Aim 1:
Decide whether each statement agrees with the index upgrades text below. Answer yes or no for each and quote the words of the text that decide it.
(a) Across the million rows, n1, n2 and n3 take only 100 possible combinations.
(b) The index t1_i1 is unique.
(c) Histograms are collected along with the stats.
───── Text segment
Index Upgrades

Listening to a presentation by Paul Matuszyk on extended statistics yesterday, I learned something that I should have spotted ages ago. Here’s a little demo script to introduce the point:

create table t1
as
with generator as (
	select	--+ materialize
		rownum id
	from dual
	connect by
		level <= 1000)
select
	rownum			id,
	mod(rownum,100)		n1,
	mod(rownum,100)		n2,
	mod(rownum,100)		n3,
	lpad(rownum,10,'0')	small_vc,
	rpad('x',100)		padding
from
	generator	v1,
	generator	v2
where
	rownum <= 1000000;

create index t1_i1 on t1(n1, n2, n3);

-- collect stats, no histograms.

Notice that in any one row the values of n1, n2, and n3 are all the same, and given the way I’ve used the mod() function to generate the values there are only 100 possible combinations across the entire million rows. This fact will be echoed in the number of distinct keys in the (non-unique) index t1_i1.

Now take a look at the following queries:

select
	*
from
	t1
where
	n1 = 50
and	n2 = 50
and	n3 = 50
;

select
	n1, n2, n3, max(small_vc)
from
	t1
group by
	n1, n2, n3
;

select
	max(t1.small_vc),
	max(t2.small_vc)
──────────
Aim 2: In the listing, take every line from the line with "Where is each instance of the white lettering" up to and including the line with "point(69, 139)". Write out only those lines, with 108 added to each coordinate in the answer points and the picture lines dropped.
───── Entries supplied
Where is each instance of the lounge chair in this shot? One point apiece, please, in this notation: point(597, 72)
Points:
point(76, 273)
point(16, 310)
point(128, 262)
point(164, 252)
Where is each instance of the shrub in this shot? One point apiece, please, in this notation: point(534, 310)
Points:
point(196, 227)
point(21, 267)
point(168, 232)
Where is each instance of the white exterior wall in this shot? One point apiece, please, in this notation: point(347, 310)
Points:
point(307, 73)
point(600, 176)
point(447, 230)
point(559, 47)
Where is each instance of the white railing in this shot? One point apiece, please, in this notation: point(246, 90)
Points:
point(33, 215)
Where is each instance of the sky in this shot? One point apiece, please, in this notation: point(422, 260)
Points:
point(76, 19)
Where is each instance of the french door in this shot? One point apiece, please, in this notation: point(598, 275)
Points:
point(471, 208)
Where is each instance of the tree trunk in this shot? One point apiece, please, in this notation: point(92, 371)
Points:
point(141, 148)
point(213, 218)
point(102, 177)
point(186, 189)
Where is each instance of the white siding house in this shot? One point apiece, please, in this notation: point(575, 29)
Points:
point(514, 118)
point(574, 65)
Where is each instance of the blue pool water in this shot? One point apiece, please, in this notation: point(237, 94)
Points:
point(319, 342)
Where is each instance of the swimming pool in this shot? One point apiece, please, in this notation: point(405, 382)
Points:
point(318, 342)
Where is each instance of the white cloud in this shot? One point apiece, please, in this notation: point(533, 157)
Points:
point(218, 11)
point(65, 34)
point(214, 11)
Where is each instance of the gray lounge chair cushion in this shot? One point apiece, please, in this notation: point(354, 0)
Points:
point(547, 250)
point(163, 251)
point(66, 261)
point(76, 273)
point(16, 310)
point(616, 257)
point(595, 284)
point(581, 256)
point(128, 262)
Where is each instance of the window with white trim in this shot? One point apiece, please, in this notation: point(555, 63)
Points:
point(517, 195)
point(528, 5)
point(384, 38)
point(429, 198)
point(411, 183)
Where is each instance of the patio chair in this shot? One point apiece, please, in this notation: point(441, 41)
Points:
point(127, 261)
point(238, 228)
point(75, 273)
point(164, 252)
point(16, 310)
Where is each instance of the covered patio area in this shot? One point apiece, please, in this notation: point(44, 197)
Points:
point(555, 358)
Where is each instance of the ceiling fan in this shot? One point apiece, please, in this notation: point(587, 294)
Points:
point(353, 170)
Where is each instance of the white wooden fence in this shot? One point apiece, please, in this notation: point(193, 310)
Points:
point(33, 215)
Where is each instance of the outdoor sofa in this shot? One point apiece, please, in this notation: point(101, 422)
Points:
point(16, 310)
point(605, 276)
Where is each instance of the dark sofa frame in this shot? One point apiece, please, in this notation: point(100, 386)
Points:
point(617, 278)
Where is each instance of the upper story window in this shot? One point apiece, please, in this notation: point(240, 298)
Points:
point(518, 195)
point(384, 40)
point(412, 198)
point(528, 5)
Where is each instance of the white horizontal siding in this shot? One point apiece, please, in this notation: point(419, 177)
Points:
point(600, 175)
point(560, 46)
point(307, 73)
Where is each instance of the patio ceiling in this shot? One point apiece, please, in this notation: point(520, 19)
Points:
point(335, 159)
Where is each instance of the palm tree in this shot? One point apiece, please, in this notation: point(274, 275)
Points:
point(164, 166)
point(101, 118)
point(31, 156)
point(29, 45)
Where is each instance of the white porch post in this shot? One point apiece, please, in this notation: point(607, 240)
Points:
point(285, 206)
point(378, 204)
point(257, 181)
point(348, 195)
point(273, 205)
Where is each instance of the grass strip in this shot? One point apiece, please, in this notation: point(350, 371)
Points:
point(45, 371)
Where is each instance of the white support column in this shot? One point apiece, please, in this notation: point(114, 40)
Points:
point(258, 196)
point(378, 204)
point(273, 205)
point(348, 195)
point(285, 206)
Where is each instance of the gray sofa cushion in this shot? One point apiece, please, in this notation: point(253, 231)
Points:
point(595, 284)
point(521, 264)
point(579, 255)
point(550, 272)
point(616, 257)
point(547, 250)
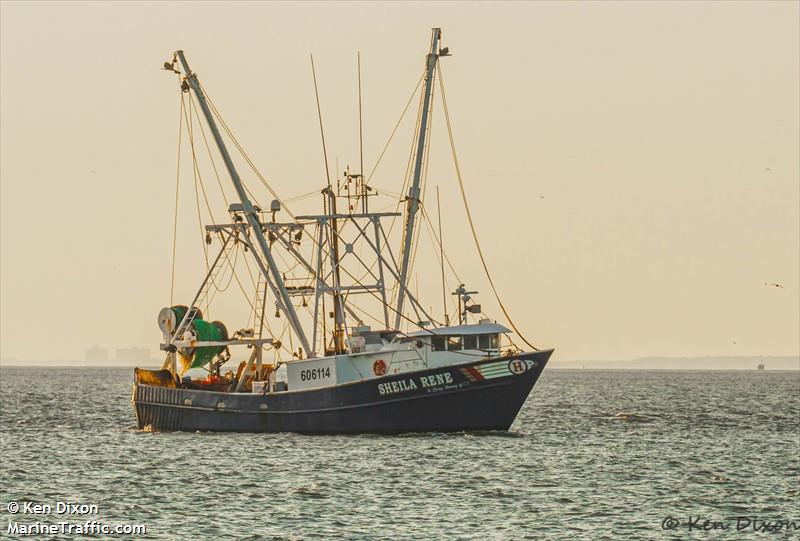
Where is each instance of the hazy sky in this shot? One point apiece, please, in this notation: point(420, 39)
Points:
point(633, 167)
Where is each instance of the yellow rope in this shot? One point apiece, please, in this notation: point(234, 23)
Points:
point(469, 214)
point(175, 216)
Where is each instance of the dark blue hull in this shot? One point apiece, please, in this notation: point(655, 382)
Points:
point(484, 395)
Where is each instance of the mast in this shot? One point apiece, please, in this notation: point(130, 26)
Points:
point(247, 206)
point(412, 200)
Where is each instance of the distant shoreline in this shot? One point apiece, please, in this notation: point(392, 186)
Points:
point(739, 364)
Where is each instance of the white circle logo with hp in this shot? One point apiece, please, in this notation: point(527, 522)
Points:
point(517, 367)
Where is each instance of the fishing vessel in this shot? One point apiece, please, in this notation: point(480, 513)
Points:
point(359, 352)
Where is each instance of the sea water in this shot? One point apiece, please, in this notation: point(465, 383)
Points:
point(593, 455)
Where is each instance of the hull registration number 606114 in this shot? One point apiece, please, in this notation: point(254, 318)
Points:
point(315, 373)
point(311, 374)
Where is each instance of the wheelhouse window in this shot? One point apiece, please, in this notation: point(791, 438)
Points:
point(453, 343)
point(488, 341)
point(471, 341)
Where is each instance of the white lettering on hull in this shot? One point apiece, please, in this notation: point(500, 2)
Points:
point(405, 385)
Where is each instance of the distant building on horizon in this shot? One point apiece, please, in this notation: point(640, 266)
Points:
point(132, 355)
point(96, 354)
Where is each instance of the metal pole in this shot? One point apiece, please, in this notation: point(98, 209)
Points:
point(412, 201)
point(441, 258)
point(249, 211)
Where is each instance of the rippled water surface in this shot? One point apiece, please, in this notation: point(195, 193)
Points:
point(710, 444)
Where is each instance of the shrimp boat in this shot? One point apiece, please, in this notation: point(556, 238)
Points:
point(336, 368)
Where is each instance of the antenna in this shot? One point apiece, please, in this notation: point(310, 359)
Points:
point(321, 131)
point(360, 126)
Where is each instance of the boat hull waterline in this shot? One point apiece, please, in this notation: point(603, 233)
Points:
point(478, 396)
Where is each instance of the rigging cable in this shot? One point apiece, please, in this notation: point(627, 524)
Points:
point(469, 214)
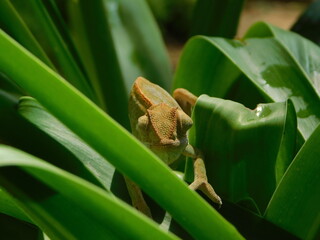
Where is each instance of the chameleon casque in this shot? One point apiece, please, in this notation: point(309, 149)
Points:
point(161, 124)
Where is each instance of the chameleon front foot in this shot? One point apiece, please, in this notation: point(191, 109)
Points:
point(201, 182)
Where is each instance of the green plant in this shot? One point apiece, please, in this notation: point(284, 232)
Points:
point(69, 139)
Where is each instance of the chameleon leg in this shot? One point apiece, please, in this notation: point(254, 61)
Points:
point(137, 198)
point(201, 181)
point(200, 176)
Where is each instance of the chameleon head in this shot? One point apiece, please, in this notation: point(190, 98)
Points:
point(163, 129)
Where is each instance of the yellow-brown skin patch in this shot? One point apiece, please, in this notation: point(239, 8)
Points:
point(158, 121)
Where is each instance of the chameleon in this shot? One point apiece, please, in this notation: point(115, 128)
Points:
point(161, 123)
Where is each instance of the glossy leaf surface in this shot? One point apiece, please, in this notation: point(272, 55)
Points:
point(44, 191)
point(295, 204)
point(272, 64)
point(241, 147)
point(109, 139)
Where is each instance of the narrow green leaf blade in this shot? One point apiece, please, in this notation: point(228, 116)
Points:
point(50, 37)
point(11, 228)
point(54, 199)
point(86, 156)
point(13, 24)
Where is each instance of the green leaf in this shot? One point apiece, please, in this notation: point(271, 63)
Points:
point(84, 155)
point(12, 228)
point(9, 207)
point(138, 43)
point(12, 23)
point(216, 18)
point(114, 143)
point(48, 193)
point(59, 51)
point(295, 204)
point(96, 49)
point(17, 131)
point(241, 147)
point(275, 70)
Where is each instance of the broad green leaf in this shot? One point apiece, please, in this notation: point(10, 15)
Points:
point(138, 43)
point(86, 156)
point(216, 17)
point(12, 23)
point(67, 207)
point(9, 207)
point(47, 32)
point(308, 23)
point(275, 71)
point(11, 228)
point(114, 143)
point(241, 147)
point(303, 52)
point(295, 204)
point(96, 48)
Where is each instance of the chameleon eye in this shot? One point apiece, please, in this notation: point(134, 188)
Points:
point(143, 122)
point(184, 122)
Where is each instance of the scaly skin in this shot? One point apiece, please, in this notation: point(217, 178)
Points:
point(159, 122)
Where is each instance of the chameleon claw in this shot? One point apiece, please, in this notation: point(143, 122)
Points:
point(207, 189)
point(201, 182)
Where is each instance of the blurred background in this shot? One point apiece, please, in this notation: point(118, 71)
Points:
point(171, 16)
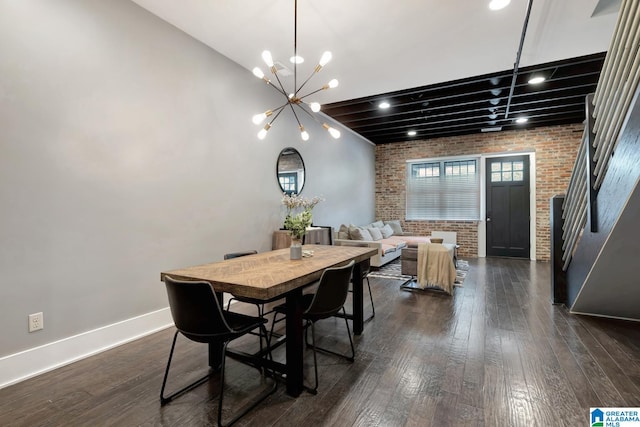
──────────
Exercise solution 1:
(a) Yes: "there are only 100 possible combinations across the entire million rows"
(b) No: "the (non-unique) index t1_i1"
(c) No: "-- collect stats, no histograms."

Exercise solution 2:
Where is each instance of the white lettering on hull in this shot? One point apiece, please, in this notation: point(500, 2)
Points:
point(513, 493)
Where is each instance of the distant building on horizon in this shot? One point apiece, please, in this notation: point(640, 266)
Points:
point(240, 463)
point(204, 462)
Where is each instance of the metal pole in this shot? One point apiece, please, in this notation: point(98, 209)
Points:
point(520, 309)
point(549, 366)
point(357, 319)
Where is each instance of the rippled water surface in this shot? One point apiece, please, in this notation: point(195, 193)
Points:
point(818, 552)
Where is each instance of the shrimp boat in this shot? One point apiece, please, in this notation: point(556, 238)
Points:
point(444, 476)
Where is each instance of the antenna in this shot? One point apiece, please, in this notation: point(310, 359)
Points:
point(429, 239)
point(468, 234)
Where is each instance of the boat hull waterline in this shot? One point apiece, please, in this notation: point(603, 233)
Points:
point(586, 504)
Where is each instance of the rigging cable in this shot? One point apiece, please, in this notation: point(627, 524)
Points:
point(577, 322)
Where is each instance of the chameleon casque in this shot? One point apiece, please, in this notation: point(309, 149)
Points:
point(269, 232)
Where is each instance of the chameleon front foot in this shot? One point apiece, please, in this notation: point(191, 109)
Points:
point(309, 290)
Where is each instance of the green plant in this shot? One point apiece, please, in this notation: point(284, 232)
Points:
point(177, 247)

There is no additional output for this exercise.